---------- Dataset entries
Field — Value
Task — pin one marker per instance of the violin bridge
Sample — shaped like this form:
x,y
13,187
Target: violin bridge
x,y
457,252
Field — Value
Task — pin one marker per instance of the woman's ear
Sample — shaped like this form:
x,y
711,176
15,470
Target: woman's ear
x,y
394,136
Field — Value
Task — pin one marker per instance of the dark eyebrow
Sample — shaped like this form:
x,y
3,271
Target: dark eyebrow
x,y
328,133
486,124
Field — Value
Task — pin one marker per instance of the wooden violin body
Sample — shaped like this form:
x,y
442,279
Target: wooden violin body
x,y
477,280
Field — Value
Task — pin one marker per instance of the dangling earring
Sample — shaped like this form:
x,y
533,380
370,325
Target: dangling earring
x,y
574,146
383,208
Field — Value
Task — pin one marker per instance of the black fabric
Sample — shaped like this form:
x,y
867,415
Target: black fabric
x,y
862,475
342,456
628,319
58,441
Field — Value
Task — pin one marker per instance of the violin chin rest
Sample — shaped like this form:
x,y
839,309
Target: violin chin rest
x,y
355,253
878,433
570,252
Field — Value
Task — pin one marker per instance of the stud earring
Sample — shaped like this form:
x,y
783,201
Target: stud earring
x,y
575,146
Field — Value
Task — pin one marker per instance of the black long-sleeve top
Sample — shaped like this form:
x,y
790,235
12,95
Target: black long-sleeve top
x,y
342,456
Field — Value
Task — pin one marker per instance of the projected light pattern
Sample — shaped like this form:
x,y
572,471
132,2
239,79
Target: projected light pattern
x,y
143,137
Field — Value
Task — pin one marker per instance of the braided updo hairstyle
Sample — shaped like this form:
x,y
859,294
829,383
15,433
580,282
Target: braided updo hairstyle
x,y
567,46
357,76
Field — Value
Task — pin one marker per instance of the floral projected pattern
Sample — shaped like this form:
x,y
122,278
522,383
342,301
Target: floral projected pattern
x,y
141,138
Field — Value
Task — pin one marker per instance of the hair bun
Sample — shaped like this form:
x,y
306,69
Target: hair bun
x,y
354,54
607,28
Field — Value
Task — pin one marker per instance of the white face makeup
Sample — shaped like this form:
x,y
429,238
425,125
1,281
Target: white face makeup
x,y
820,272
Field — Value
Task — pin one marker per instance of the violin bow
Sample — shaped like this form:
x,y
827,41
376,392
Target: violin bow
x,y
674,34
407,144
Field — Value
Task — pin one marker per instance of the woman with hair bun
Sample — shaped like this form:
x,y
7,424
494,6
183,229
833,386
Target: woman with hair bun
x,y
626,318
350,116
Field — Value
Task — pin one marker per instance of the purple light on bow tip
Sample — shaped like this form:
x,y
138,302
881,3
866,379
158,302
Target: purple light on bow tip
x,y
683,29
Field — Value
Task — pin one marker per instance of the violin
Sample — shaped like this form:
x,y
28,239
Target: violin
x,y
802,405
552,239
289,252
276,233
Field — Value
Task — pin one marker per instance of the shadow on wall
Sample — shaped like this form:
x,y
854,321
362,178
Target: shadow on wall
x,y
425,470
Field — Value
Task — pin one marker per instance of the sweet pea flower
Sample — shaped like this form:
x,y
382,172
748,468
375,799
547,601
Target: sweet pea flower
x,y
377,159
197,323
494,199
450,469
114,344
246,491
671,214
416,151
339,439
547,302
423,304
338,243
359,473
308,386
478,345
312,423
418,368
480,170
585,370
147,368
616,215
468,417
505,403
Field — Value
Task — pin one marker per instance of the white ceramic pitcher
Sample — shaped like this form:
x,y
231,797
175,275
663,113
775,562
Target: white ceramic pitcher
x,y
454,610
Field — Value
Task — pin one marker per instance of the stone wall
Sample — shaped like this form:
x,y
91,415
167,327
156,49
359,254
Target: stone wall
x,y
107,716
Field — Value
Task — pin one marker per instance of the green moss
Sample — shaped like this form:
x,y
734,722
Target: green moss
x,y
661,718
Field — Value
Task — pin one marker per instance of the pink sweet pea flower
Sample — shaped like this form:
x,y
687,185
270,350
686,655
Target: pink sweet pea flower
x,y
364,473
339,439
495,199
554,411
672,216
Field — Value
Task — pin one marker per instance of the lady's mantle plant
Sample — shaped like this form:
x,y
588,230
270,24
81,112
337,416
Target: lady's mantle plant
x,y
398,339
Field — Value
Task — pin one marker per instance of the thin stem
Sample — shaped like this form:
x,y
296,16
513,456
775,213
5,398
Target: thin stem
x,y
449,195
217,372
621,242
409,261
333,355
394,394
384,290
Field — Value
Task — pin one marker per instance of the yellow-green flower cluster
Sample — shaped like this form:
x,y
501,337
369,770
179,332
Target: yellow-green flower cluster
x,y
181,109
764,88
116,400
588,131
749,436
--------------------
▶ [Task goal]:
The full data, transcribed without change, is the expected answer.

▶ [Written solution]:
Field — Value
Task — pin one marker per instance of the violin bridge
Sample — shaped like this form:
x,y
13,187
Target: violin bridge
x,y
457,252
Field — Value
Task — pin one marker per instance of the woman's ear
Sample — shaped like this form:
x,y
711,176
15,470
Target: woman's ear
x,y
394,136
Field — Value
Task — pin one marker per instance of the dark eyebrow
Sample — shaped like this form:
x,y
3,271
Target: dark eyebrow
x,y
328,133
486,124
Field — Value
Task — pin one marker per instance of the wooden violin body
Sample — shaped like this form:
x,y
442,279
Target: wooden violin body
x,y
477,280
Field — Value
Task — pin one marker per instance of the dangling earring
Sample — shaped like this form:
x,y
533,380
370,325
Target: dangling earring
x,y
574,146
383,208
Field — Value
Task — pin one marker per instance of the black fabric
Sample — shaped like this form:
x,y
867,415
Target: black fabric
x,y
862,475
342,456
628,319
58,441
Field — Value
Task — pin one marker per instance of the violin chin rest
Sample — shaped like this form:
x,y
839,309
Target: violin chin rest
x,y
355,253
878,433
570,252
Field — Value
Task — pin one marker per instance of the stud earring
Sample — shaped like this form:
x,y
783,201
Target: stud earring
x,y
575,146
Field — Value
Task — pin one marker per instance of the black long-sleeve top
Sample — shaped like this form:
x,y
790,235
12,95
Target: black long-sleeve top
x,y
342,456
Field — Value
Task — pin one marker per instance of the projected light pattern
Sample — shaped like this form:
x,y
572,471
132,2
239,79
Target: projected light pattern
x,y
143,137
Field — Value
Task — pin one marker per instance of the braided updo hairstyle
Sample — shaped like this form:
x,y
859,294
829,383
15,433
580,282
Target: braided updo hairstyle
x,y
567,46
357,76
Field — Value
Task — pin one marker per instance of the floral projected pattern
Sample — shaped like this form:
x,y
122,278
522,383
342,301
Target: floral projected pattern
x,y
141,138
Field — Value
Task — pin one marker per instance of the hair bun
Sample — shaped like this form:
x,y
306,69
Target: hair bun
x,y
354,54
607,28
Field — Value
Task — pin one marker per instance of the white face makeup
Sample — shaped like this form:
x,y
429,238
425,125
1,281
Target: white face makeup
x,y
820,272
Field — Value
Task — pin one marker per instance of the violin bow
Sample — shaped like this form:
x,y
827,41
376,392
Target: violin bow
x,y
674,34
407,144
Field — Value
Task — pin one marker per instance of the woman with hair bun
Sample — shaped like this form:
x,y
7,424
494,6
183,229
833,386
Target: woman with hair bun
x,y
626,318
350,116
Field — Value
Task — pin one marker per instance of the purple light on bow tip
Sample — shaped like this form:
x,y
138,302
881,3
866,379
158,302
Target: purple light on bow tip
x,y
683,29
Field — Value
Task — pin one marker per instance of the violin
Sample — shaped like this form:
x,y
28,239
Target: violin
x,y
802,405
552,239
289,252
276,233
Field — Value
Task — pin one marker per instance of the shadow on wall
Sample — shaped like this form:
x,y
854,321
362,178
Target: shadow on wall
x,y
425,470
Field — Value
Task — pin one marker per instance of the sweet pea flower
Sample — shaped like this form:
x,y
382,172
748,468
375,799
547,601
Target: sweet pea flower
x,y
377,159
197,323
494,199
450,469
114,344
246,491
671,214
416,151
339,439
547,302
423,304
338,243
359,473
308,386
478,345
312,423
418,368
480,170
585,370
147,368
616,215
468,417
505,403
Field — Value
Task — pin one marker per instance of the white ceramic pitcher
Sample — shaped like this form:
x,y
231,797
175,275
663,113
775,562
Target: white ceramic pitcher
x,y
454,610
Field — Value
Task — pin one marker per instance of the stone wall
Sample — shaped like this form:
x,y
91,415
167,327
156,49
359,254
Target: stone wall
x,y
107,716
Field — Value
Task — pin one marker per instance of the green moss
Sample — shaped like this form:
x,y
734,722
Target: green moss
x,y
661,718
Field — Value
Task — pin one marker per instance of the pink sweet pea flower
Sample — shaped like this form:
x,y
687,185
270,350
686,655
Target: pink sweet pea flower
x,y
364,473
339,439
495,199
554,411
672,216
Field — Value
Task — pin one marker per instance of the lady's mantle plant
Sample — shaped like this form:
x,y
588,230
270,24
81,112
337,416
Target: lady's mantle plant
x,y
398,339
Field — Value
Task — pin one marker per instance of the thin stem
Sample — shaped like this form:
x,y
296,16
513,456
775,213
5,398
Target: thin stem
x,y
449,195
217,372
621,242
409,261
333,355
394,394
384,290
Field — Value
Task — pin one marker per instance of the yellow-green flower cluster
Sample — shaped like this form:
x,y
501,337
369,770
179,332
Target: yellow-green flower cluster
x,y
181,109
764,88
116,400
588,131
749,436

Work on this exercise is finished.